Objective
Recast the lines of the material below as a JSON list of strings, one string per line, starting at the line that contains "In the picture above, where can the outdoor" and ending at the line that contains "In the picture above, where can the row", with both of those lines included and any blank lines omitted.

[Pointing dataset excerpts]
┄┄┄┄┄┄┄┄┄┄

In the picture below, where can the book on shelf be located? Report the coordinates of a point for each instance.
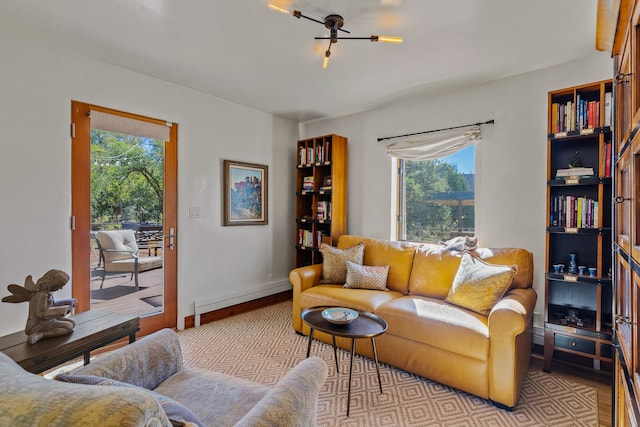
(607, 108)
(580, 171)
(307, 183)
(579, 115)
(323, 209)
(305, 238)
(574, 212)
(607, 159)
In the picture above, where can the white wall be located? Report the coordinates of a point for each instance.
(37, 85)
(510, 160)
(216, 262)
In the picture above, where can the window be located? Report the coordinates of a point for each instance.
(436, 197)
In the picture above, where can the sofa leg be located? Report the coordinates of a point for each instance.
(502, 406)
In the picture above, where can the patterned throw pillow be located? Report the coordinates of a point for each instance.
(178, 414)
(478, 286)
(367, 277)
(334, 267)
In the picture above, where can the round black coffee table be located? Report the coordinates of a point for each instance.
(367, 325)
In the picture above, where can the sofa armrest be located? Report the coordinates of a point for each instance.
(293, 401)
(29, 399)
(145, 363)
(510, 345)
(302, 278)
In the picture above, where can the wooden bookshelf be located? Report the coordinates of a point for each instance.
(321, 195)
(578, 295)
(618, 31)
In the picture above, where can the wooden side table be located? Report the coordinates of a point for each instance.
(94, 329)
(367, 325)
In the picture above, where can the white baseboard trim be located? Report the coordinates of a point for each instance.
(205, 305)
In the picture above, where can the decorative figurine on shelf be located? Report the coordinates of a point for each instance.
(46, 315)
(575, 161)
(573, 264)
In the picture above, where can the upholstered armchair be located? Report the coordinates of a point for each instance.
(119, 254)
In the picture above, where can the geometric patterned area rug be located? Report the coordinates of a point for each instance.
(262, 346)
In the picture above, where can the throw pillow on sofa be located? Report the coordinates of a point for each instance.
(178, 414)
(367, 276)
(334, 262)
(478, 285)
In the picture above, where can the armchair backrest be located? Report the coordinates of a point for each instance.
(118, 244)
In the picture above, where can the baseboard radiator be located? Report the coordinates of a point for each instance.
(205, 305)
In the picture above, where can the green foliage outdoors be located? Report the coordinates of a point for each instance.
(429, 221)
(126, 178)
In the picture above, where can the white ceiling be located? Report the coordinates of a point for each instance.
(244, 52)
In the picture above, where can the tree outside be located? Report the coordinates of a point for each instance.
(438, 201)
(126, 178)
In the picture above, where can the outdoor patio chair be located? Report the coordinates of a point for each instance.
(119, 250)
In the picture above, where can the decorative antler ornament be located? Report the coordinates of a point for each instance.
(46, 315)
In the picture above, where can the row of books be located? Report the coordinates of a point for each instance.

┄┄┄┄┄┄┄┄┄┄

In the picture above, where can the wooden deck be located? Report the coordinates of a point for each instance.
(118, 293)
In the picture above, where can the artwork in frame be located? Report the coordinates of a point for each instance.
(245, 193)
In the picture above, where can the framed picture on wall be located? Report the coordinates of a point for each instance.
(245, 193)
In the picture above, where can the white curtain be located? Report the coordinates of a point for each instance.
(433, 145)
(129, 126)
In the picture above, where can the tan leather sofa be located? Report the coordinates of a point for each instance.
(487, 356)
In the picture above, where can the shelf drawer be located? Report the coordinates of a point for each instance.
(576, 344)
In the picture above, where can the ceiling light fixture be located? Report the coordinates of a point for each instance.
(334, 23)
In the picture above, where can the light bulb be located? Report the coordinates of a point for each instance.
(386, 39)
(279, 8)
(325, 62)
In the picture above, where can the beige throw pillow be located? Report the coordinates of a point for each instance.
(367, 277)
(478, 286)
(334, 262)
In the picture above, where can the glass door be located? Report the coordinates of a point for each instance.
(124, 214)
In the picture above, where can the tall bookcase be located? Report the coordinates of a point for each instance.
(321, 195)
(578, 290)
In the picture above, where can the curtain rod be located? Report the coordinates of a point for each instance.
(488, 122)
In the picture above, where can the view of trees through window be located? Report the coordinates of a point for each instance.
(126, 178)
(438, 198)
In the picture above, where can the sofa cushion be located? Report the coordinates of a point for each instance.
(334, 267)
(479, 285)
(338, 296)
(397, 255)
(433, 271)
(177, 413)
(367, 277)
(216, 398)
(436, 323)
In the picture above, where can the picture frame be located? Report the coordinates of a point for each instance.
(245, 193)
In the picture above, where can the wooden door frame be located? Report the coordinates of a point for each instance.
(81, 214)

┄┄┄┄┄┄┄┄┄┄

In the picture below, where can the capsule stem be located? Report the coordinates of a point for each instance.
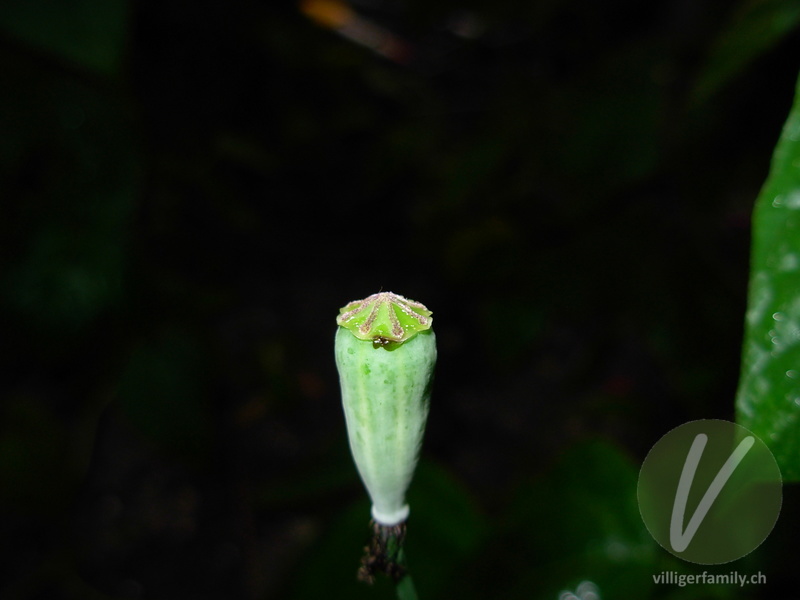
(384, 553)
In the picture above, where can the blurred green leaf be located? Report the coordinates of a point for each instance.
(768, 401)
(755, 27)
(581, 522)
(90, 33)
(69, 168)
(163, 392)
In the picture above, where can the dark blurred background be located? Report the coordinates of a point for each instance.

┄┄┄┄┄┄┄┄┄┄

Reply
[
  "In the picture above, where can the outdoor patio chair be located? Report the coordinates of a point for each instance.",
  "(119, 250)",
  "In the picture above, where can the decorative antler ornament be located? Report the coordinates of a point for each instance.",
  "(46, 315)",
  "In the picture above, where can the row of books be located? Report the coordinates of a point for each instance."
]